> _EXERCISE_: How many lines of the material below contain the string "green"? Reply with the number only.

> _PROVIDED RECORDS_:

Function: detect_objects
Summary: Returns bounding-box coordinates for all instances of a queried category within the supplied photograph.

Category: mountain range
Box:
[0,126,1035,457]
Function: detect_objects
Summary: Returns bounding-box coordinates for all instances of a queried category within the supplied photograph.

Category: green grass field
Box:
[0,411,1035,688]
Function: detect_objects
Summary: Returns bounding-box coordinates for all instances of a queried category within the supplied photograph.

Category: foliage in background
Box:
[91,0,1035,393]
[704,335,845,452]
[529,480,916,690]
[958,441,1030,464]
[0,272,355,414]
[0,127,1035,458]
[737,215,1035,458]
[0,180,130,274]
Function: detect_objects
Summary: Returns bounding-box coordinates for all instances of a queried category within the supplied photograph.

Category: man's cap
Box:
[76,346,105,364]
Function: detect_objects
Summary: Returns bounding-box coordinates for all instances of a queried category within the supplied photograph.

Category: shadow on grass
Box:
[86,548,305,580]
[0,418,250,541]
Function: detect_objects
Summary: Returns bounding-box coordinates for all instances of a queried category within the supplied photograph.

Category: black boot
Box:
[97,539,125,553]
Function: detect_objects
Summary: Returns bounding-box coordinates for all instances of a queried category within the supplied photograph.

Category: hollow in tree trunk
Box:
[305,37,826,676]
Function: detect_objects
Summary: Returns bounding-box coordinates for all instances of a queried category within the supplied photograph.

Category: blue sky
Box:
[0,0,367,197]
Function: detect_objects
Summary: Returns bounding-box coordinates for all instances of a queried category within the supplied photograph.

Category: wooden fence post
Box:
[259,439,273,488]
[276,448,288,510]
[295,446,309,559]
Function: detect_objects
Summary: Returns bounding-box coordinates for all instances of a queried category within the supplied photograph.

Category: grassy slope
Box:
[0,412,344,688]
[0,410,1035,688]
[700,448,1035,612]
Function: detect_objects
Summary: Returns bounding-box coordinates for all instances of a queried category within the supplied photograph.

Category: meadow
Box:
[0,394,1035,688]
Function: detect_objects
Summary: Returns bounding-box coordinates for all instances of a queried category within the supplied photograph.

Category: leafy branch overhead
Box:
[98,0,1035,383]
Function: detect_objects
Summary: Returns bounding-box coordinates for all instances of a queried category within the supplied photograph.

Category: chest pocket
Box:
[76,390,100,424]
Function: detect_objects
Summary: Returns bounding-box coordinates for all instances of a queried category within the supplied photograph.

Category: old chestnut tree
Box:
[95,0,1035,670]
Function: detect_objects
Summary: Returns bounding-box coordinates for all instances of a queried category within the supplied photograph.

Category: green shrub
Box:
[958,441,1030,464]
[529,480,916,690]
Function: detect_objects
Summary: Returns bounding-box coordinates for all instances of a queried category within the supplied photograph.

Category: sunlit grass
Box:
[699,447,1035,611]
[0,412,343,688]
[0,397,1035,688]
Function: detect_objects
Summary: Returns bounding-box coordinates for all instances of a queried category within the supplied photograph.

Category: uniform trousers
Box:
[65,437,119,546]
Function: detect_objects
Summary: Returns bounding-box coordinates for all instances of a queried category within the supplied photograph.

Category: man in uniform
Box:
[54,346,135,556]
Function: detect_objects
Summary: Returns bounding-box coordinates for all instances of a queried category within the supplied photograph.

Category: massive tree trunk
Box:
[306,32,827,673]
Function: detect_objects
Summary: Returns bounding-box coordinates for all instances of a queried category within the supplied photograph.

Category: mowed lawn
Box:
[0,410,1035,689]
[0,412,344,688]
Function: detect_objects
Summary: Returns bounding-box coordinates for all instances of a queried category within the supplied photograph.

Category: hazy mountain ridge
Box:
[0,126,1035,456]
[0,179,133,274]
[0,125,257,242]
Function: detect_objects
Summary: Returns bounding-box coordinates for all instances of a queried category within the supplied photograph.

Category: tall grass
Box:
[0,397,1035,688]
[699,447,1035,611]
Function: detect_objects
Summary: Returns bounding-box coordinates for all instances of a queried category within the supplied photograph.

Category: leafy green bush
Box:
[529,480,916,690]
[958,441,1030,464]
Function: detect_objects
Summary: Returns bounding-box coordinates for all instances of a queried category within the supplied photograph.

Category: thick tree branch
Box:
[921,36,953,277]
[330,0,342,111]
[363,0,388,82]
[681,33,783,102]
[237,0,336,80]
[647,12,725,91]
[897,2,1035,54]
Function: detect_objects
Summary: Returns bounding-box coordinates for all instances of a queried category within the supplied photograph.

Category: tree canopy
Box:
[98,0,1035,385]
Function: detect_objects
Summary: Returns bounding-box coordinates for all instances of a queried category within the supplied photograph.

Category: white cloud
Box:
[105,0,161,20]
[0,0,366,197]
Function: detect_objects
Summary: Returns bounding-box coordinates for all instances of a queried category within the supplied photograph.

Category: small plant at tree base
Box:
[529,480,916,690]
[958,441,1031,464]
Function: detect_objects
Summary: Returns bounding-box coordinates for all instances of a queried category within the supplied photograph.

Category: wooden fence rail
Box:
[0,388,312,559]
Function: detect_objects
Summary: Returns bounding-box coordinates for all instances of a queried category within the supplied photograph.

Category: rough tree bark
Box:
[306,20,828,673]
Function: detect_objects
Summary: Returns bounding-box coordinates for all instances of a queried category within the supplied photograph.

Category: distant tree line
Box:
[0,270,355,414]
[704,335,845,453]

> _EXERCISE ANSWER_: 3